** start Data rows **
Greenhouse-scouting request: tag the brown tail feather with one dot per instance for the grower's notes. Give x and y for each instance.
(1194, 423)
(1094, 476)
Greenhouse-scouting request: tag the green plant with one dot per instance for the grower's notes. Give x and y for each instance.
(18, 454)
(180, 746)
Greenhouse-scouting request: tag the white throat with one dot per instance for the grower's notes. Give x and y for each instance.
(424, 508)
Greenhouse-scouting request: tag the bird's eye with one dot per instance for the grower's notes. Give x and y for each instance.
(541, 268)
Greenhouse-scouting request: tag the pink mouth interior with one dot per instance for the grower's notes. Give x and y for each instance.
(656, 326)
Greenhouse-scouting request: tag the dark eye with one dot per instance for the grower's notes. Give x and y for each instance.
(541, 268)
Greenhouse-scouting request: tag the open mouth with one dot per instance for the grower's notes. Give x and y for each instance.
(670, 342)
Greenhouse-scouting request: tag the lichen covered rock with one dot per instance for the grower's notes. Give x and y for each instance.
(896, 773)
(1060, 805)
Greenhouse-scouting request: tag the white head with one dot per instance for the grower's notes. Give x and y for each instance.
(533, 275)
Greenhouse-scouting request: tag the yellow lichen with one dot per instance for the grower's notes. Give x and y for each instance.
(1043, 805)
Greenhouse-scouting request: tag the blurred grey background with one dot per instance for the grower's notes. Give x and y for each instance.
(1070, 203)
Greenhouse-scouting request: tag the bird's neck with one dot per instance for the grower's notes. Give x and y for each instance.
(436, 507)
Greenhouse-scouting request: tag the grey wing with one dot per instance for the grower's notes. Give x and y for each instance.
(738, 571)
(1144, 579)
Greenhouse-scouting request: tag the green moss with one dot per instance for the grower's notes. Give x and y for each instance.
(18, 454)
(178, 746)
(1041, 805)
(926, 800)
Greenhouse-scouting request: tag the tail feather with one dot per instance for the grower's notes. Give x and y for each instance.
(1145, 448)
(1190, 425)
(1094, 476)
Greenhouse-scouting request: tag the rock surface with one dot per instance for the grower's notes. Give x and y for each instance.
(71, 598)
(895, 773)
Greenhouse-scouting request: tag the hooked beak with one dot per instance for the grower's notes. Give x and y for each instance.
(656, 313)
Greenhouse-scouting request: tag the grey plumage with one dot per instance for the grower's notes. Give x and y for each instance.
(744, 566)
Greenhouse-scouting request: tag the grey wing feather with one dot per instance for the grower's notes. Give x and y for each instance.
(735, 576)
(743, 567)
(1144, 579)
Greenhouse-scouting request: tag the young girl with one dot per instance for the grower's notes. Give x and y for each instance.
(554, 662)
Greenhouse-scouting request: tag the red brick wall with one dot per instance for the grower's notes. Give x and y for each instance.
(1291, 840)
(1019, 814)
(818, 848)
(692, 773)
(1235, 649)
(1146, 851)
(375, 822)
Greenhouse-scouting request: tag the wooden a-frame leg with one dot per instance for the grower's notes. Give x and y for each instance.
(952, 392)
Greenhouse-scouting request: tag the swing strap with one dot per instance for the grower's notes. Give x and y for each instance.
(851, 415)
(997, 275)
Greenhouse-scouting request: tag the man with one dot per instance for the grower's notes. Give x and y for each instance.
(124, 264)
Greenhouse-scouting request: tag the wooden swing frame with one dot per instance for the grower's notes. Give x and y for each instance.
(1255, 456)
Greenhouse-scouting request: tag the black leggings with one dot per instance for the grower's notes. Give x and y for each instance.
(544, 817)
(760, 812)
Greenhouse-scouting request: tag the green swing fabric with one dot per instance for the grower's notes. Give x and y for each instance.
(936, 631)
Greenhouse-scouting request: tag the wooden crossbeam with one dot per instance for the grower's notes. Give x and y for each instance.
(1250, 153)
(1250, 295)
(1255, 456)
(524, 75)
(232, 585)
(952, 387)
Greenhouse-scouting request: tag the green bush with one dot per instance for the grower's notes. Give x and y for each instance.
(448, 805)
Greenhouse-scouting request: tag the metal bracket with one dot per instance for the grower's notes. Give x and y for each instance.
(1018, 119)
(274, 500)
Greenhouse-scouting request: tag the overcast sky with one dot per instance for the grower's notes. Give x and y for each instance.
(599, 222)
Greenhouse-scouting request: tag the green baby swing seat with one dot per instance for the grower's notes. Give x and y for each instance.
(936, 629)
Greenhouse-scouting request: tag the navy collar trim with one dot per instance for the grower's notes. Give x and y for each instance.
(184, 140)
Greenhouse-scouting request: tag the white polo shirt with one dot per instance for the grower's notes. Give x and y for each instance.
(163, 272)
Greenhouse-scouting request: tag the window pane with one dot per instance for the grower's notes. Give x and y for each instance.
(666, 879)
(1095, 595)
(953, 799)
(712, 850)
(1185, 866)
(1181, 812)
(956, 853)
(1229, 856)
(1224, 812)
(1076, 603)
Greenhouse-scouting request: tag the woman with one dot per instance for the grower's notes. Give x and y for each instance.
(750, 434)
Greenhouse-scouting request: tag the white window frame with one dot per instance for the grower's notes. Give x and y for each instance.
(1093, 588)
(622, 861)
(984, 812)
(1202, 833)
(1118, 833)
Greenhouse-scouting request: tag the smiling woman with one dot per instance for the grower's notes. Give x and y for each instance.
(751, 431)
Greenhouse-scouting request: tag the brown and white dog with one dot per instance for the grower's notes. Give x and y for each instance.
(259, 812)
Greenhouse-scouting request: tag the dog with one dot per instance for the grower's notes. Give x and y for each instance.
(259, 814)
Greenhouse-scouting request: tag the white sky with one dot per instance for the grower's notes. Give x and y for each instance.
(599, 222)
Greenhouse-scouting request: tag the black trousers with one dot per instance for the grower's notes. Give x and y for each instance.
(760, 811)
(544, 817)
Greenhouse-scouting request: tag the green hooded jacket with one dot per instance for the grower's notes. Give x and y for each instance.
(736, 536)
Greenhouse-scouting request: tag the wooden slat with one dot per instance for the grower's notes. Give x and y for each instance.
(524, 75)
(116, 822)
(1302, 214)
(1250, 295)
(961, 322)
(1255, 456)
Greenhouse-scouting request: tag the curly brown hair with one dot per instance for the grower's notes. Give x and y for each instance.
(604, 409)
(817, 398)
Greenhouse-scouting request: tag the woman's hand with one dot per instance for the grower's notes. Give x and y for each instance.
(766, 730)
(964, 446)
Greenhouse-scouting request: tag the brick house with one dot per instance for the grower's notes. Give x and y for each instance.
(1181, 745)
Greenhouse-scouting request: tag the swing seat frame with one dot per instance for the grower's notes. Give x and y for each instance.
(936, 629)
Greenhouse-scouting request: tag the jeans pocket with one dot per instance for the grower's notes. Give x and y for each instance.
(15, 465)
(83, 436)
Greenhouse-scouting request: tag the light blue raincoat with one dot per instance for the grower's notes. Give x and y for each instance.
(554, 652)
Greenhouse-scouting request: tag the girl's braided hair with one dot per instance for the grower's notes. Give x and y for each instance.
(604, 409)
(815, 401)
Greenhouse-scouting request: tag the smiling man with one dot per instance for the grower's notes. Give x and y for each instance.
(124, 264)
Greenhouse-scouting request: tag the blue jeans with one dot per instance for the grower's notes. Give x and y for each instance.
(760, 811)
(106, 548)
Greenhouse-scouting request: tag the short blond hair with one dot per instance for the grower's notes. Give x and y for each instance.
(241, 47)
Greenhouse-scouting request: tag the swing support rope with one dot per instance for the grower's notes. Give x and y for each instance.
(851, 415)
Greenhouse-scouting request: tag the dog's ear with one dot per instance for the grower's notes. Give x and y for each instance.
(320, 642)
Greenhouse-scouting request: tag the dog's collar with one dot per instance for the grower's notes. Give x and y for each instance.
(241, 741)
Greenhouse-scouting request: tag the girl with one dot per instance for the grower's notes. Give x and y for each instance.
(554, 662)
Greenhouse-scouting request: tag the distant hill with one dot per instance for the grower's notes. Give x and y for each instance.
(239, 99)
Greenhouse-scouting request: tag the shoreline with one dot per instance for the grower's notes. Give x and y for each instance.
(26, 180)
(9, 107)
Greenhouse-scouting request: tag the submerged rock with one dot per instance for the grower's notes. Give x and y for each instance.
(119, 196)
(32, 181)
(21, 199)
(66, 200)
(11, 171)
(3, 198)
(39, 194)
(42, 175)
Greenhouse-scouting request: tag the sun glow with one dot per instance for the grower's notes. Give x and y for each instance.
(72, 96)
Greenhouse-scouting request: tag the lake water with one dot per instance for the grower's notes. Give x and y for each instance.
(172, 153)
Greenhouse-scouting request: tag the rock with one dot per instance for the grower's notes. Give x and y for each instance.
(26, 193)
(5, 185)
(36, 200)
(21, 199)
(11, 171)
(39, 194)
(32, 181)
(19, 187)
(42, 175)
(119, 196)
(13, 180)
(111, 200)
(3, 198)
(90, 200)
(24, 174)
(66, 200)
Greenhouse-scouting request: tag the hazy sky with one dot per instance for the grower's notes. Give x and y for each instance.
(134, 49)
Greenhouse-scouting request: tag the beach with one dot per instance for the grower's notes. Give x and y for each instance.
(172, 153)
** end Data rows **
**Your objective:**
Find the line that contains "Greenhouse-scouting request: tag the girl with". Repeat it and every line after it, exactly as written, up to and including the last line of the records above.

**Exercise response:**
Greenhouse-scouting request: tag the girl with one dot per instance for the grower's notes. Give x and y for each instance.
(554, 662)
Greenhouse-scouting request: tag the distant hill with one dot per instance for the grower's notes. Give x and y for each instance.
(239, 99)
Greenhouse-scouting request: tag the shoreline with one dot per instance for the grower's notes. Give x and y for each instance.
(26, 180)
(9, 107)
Greenhouse-scouting request: tag the submerged rock with one dot per instance for the grower's notes. Give x and y for each instance.
(119, 196)
(32, 181)
(21, 199)
(66, 200)
(11, 171)
(3, 198)
(39, 194)
(42, 175)
Greenhouse-scouting request: tag the sun glow with one dot per instance for the grower's notes. Give x and y for each instance.
(72, 96)
Greenhouse-scouting request: tag the lake water with one dot per instance for the grower's notes. Give x and y for each instance.
(172, 153)
Greenhouse-scouting request: tag the rock with one dot per instance for the grower's notes. Give x and y for each instance.
(26, 193)
(5, 185)
(36, 200)
(21, 199)
(11, 171)
(39, 194)
(32, 181)
(19, 187)
(42, 175)
(119, 196)
(13, 180)
(111, 200)
(3, 198)
(90, 200)
(24, 174)
(66, 200)
Greenhouse-scouting request: tag the hazy sky with one dot per instance for the grower's notes. Give x and y for each instance.
(134, 49)
Greenhouse-scouting request: tag the beach with one dot per instance for the grower's notes. Give x and y for each instance.
(172, 153)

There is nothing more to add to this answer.